▸ Excerto da página:

┏━━

Ainda que não o tenha confirmado explicitamente, a medida que os mercados interpretam como mais provável é uma ampliação do Programa de Compra de Emergência Pandémica (PEPP). “Christine Lagarde disse claramente que estão a estudar todos os instrumentos para encontrar a melhor mistura”, recorda Nicolas Forest, diretor global de obrigações da Candriam. Por isso, antecipa-se uma extensão do PEPP em dezembro, o que definitivamente poderá apoiar os mercados de obrigações europeus, na sua opinião. “Com a segunda onda da pandemia que golpeia a Europa e a liquidação nos mercados de valores, o BCE deverá tratar de evitar uma possível crise creditícia e uma grande ampliação dos spreads. Isto é um ponto-chave para proporcionar liquidez aos emissores de dívida pública e privada”, insiste. Na PIMCO também o preveem: 600.000 milhões de euros adicionais em compras e ampliação do programa por seis meses até fim de 2021 parece-lhes plausível.

É algo que também dá por assente Allen, mas insiste que o ponto-chave está nas nuances do discurso de Lagarde. E cada palavra é uma mensagem. A grande frase a estudar é “recalibrar os seus instrumentos”, com referência à reunião de dezembro. “Os instrumentos, no plural, atraíram atenção e com razão. Lagarde foi  clara ao não assumir que só um instrumento fará parte do exercício de recalibração”, realça.

Quais poderiam ser? “Em primeiro lugar, poderiam tomar mais medidas para apoiar a concessão de crédito à economia. Em segundo lugar e com o fim de garantir a convergência da inflação projetada com o objetivo estabelecido, é provável que as compras de ativos tenham que aumentar. Isto, por sua vez, apoiaria as valorizações das obrigações, ou pelo menos evitaria uma rápida subida das taxas de juro, de forma a assimilar o que procurava o BCE na primavera”, diz o especialista da Western Asset.

┗━━

▸ Instruções do exercício: Enumere todas as instituições e empresas mencionadas no excerto sobre o BCE.

▸ Material de estudo:
┏━━

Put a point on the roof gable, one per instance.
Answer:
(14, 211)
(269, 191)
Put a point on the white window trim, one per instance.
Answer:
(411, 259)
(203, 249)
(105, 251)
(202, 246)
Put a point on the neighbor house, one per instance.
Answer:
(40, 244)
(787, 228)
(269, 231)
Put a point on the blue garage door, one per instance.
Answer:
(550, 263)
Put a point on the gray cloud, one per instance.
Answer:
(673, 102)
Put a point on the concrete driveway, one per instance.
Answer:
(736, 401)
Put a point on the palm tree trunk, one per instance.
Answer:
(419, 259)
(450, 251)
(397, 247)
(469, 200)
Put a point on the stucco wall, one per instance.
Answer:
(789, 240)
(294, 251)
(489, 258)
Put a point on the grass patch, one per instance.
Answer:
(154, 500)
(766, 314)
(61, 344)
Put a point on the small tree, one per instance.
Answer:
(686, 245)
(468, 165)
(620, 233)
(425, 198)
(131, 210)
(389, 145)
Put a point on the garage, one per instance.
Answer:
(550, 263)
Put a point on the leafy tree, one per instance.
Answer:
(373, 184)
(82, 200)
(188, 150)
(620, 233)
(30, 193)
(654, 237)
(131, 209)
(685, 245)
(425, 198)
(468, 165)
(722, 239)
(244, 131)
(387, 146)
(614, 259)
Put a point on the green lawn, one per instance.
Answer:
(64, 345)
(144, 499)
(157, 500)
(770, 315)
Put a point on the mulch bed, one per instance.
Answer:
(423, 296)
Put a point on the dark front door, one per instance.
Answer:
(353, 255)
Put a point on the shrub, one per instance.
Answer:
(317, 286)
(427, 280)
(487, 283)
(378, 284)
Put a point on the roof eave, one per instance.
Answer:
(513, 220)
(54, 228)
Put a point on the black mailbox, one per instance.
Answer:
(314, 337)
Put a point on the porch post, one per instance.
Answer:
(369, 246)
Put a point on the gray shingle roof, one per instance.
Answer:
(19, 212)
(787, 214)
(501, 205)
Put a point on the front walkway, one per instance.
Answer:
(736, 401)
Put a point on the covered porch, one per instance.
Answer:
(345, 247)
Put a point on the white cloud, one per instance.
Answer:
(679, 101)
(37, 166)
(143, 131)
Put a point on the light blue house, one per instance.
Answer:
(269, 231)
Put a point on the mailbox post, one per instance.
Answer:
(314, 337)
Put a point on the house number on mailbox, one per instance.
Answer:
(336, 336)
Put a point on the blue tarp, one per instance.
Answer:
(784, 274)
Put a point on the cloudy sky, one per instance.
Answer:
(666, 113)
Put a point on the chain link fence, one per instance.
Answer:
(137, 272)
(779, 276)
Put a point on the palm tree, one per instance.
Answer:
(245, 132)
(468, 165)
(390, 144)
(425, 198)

┗━━

▸ Resultado da tarefa:
Candriam
PIMCO
BCE
Western Asset